* Article

* * *

Sixth, when the Court stated that for it "to condone such a procedure would result in two grave consequences," one of which was that "there would be no finality when a prosecutor closes [the prosecutor's] case," id. at 564, we understand it to have been referring to the circumstances of Payton. Indeed, the Court expressly recognized that reopening, while disfavored, remains within the discretion of the trial court. Id. at 569. The Court did not mean that the State's case, once rested, could not be reopened.

Although we do not understand Payton to establish a per se rule that a court may never permit the State to reopen its case before ruling on a motion for judgment of acquittal, that case still stands for the proposition that permitting the State to reopen is generally disfavored, id. at 558, and even more so when a motion for judgment of acquittal is pending, id. at 562. It will be the rare case in which a court will not abuse its discretion by permitting the State to reopen while a motion for judgment of acquittal is pending. As we discuss below, this is one of those rare cases.

C. The Court Did Not Abuse Its Discretion in Permitting the State to Reopen Its Case.

As we observed above, in the absence of a per se rule removing a trial court's discretion, the critical inquiry in determining whether a trial court abused its discretion in permitting the State to reopen its case is whether doing so "impaired the ability of the defendant to answer and otherwise receive a fair trial." Payton, 461 Md. at 565. To inform that inquiry, the Court has identified factors a court should consider in weighing the prejudice to the defendant, including: (1) "the State's intention in withholding the evidence, i.e., whether it did so in order to gain an unfair advantage from the impact later use of the evidence likely would have on the trier of facts," id. (quoting Booze, 334 Md. at 76); (2) "the nature of the evidence," id.; (3) the relationship of the evidence "to evidence already in the case," id.; (4) "the effect of the evidence's late admission," Payton, 461 Md. at 565; and (5) the "probability that the trier of fact will give it undue emphasis," id. In the context of this case, we must also consider the pendency of the motion for judgment of acquittal. We will analyze each in turn.

With respect to the first factor, it is apparent that the State did not withhold Mr. Fleming's statement to gain an unfair advantage. To the contrary, the State's failure to present the statement was based only on its incorrect understanding of the accomplice corroboration rule. Indeed, the State and Mr. Fleming both referenced the statement in their opening statements, apparently under the assumption that it would be introduced during the trial. The record contains no indication of any kind that the State's intention was to gain an unfair advantage. Cf. Booze, 334 Md. at 79 (concluding that the State intended to gain a tactical advantage by waiting to introduce testimony of additional witness after seeing what defense was presented).

Mr. Fleming suggests that we should nonetheless find that the first factor weighs in his favor because the State was aware of the existence of the statement before closing its case-in-chief and intentionally chose not to introduce it. The focus of the first factor, however, is not the intentionality of the State's decision not to introduce the evidence but whether it was the State's intention by doing so to gain a tactical advantage in the trial. See State v. Hepple, 279 Md. 265, 271 (1977) (describing the first factor as considering "whether the State deliberately withheld the evidence proffered in order to have it presented at such time as to obtain unfair advantage by its impact on the trier of facts") (quoting Hepple v. State, 31 Md.App. 525, 534 (1976)). Here, that was not the State's intention. This factor thus weighs against finding an abuse of discretion.

* * *

* Listed records
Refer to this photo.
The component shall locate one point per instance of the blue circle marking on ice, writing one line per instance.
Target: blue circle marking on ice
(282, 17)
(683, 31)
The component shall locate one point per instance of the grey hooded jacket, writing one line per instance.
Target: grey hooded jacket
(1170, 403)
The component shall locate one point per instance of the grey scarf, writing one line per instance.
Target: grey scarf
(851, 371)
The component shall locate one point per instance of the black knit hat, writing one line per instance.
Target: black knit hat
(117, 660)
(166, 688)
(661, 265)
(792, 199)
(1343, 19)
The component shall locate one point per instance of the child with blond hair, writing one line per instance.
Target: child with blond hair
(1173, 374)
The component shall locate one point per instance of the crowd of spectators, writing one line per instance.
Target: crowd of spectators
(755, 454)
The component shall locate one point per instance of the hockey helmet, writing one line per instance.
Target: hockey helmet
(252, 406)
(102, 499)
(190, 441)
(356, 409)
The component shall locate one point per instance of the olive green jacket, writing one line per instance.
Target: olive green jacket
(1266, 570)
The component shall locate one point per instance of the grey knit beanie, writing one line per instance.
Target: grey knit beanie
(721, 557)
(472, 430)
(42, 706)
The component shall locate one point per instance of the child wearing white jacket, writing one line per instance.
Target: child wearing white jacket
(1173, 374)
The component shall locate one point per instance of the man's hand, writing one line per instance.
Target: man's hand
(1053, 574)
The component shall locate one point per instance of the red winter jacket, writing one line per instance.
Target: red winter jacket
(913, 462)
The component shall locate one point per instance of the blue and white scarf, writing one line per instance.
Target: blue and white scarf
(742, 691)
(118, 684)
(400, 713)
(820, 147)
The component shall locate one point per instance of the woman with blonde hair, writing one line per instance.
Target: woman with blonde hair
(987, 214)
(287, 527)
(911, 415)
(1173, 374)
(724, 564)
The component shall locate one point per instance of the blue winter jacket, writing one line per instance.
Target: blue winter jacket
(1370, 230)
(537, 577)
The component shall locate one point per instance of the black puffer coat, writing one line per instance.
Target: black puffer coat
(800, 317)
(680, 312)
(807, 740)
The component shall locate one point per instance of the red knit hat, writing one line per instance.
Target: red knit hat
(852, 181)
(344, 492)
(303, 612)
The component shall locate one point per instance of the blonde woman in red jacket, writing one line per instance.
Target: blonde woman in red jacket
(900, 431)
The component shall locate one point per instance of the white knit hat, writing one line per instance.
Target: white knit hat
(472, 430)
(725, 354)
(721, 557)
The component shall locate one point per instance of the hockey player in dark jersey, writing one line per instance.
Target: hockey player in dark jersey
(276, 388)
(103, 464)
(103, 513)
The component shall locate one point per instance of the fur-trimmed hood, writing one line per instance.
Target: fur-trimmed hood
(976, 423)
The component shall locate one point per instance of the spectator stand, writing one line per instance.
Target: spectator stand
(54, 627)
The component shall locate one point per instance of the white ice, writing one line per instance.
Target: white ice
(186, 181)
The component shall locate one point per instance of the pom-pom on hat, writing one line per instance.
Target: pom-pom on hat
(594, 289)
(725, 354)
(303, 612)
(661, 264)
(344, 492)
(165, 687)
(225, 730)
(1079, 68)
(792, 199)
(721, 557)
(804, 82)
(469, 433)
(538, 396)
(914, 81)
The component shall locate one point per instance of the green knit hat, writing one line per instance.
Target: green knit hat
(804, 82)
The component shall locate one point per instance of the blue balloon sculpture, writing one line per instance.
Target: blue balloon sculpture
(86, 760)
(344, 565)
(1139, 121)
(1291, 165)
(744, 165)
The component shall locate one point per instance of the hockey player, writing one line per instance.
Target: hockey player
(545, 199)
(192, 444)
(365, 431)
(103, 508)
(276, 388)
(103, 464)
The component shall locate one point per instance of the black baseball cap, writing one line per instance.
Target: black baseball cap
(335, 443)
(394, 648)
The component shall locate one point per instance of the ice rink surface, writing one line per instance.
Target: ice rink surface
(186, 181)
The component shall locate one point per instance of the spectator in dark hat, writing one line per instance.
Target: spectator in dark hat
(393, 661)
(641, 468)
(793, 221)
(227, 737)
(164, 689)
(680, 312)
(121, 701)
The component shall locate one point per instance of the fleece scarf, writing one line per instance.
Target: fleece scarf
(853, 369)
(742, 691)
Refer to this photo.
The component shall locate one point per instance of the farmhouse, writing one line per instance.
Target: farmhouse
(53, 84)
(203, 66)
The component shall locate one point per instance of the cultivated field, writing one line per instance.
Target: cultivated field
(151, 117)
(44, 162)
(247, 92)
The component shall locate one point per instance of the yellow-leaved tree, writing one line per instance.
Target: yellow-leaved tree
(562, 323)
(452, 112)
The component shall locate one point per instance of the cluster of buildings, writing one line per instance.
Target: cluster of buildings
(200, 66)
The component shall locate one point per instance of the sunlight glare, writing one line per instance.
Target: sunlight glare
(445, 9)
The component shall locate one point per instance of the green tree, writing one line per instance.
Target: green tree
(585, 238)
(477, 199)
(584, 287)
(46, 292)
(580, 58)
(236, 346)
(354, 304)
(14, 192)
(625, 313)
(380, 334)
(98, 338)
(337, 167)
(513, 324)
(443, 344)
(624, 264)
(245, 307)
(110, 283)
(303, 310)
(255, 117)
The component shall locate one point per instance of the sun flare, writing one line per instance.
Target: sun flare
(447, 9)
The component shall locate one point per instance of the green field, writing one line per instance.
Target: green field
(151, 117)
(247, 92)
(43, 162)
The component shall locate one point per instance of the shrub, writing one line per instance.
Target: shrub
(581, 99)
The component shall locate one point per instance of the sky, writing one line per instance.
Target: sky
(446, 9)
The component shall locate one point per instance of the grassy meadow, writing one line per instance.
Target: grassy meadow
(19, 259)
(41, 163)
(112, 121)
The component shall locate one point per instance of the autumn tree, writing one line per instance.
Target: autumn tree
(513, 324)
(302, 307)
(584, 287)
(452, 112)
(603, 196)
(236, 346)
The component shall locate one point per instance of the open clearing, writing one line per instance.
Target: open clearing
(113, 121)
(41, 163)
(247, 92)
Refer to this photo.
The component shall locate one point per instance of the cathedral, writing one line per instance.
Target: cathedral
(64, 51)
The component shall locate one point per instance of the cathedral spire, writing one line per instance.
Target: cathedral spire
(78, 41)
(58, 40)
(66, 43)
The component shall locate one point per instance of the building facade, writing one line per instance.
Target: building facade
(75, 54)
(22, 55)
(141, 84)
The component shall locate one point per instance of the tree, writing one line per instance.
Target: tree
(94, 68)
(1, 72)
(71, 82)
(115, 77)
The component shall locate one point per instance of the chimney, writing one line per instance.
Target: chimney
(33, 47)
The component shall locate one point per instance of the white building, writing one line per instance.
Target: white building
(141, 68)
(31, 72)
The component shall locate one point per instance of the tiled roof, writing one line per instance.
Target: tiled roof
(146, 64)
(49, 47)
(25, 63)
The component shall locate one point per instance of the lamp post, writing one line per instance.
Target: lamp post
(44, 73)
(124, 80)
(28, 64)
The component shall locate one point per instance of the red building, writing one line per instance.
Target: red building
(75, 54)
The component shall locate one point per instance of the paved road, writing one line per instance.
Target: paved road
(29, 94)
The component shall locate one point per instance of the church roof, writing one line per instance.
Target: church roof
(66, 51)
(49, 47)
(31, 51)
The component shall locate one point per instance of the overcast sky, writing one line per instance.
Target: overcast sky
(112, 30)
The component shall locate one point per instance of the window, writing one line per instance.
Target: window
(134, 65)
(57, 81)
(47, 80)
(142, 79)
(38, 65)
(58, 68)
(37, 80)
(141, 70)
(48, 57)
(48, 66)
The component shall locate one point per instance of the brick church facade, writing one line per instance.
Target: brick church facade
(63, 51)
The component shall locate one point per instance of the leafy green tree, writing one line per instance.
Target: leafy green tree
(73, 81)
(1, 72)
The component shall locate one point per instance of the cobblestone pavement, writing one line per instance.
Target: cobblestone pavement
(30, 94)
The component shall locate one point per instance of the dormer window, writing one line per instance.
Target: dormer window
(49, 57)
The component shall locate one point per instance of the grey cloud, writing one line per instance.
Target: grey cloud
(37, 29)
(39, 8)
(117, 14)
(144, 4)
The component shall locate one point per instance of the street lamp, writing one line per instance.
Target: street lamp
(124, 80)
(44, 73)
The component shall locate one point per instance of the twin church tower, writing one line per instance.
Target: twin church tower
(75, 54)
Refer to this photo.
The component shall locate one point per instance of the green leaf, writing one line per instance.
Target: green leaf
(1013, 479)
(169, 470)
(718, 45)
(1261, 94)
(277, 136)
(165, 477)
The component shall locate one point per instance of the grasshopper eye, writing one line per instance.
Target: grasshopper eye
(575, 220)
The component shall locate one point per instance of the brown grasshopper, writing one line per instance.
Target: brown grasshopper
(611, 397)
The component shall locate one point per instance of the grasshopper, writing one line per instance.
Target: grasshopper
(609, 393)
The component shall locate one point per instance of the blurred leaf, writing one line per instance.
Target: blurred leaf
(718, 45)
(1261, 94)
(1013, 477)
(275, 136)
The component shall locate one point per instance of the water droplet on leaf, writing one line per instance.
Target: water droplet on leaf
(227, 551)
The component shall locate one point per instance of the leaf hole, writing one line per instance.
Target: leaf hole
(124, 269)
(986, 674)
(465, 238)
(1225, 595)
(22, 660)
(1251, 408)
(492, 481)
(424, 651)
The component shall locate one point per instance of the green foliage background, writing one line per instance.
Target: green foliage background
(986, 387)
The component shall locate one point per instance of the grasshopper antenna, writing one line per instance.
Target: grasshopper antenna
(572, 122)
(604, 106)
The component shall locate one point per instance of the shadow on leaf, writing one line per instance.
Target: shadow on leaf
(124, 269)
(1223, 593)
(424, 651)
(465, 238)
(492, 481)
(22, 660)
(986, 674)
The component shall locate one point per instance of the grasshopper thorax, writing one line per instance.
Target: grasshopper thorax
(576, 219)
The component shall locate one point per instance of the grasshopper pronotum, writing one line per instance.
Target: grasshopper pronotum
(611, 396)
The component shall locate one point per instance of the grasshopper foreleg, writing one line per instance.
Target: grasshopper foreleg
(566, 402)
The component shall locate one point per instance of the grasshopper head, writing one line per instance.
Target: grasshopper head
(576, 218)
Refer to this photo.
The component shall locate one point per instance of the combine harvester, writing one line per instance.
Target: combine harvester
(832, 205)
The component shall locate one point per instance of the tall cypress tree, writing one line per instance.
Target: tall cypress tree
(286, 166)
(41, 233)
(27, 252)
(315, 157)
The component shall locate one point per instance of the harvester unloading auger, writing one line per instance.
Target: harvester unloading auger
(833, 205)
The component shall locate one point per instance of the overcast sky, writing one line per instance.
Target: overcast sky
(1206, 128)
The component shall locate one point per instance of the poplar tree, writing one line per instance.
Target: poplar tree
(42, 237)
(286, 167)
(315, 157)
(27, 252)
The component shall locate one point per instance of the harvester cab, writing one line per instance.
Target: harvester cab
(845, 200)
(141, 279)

* * *

* Given problem A
Copy out the records from the line containing "The component shall locate one point per instance of the poplar" down through the end of the records, both ends included.
* Given problem B
Extend the court opinion on reopening the State's case from where it stops.

* Final result A
The component shall locate one point per instance of the poplar tree, writing one line per instance.
Target: poplar tree
(42, 237)
(286, 167)
(315, 157)
(27, 252)
The component shall locate one point per instance of the harvester cab, writing one line per instance.
Target: harvester cab
(845, 200)
(141, 279)

* Final result B
Mr. Fleming also suggests that to the extent the State's failure to introduce the evidence during its case-in-chief was the result of a misunderstanding of the law, rather than an intentional tactical choice, the State should not be permitted to benefit from that misunderstanding. Quoting Booze, 334 Md. at 77, Mr. Fleming contends that condoning the circuit court's action here "would put a premium on ignorance and lack of preparation rather than on diligence and preparation." Although we have some sympathy for that view, and errors in a prosecution can and do sometimes lead to acquittals, criminal prosecutions are not "gotcha games" designed to promote results based on technicalities. The point of our inquiry here is to determine whether Mr. Fleming received a fair trial, not whether he should have received a windfall based on the prosecutor's mistake.

As Mr. Fleming points out, in Booze, the Court of Appeals also worried that condoning the variation of the order of proof in the circumstances of that case might have disrupted the "orderly and predictable trial pattern" and allowed "taking evidence out of turn [to] become the rule, rather than the exception." 334 Md. at 77. There, however, evidence that should have been presented in the State's case-in-chief was intentionally withheld until after the defense had presented its case and was prejudicial to the defendant. See id. at 80-81. Moreover, although we decide here that the trial court did not abuse its discretion in granting the State's request to reopen, it also would have been entirely within the court's discretion to deny that request and rule on the pending motion for judgment of acquittal. It would be a grave mistake for the State to think it could rely on a trial court permitting it to reopen to correct a mistake in any particular case in the future.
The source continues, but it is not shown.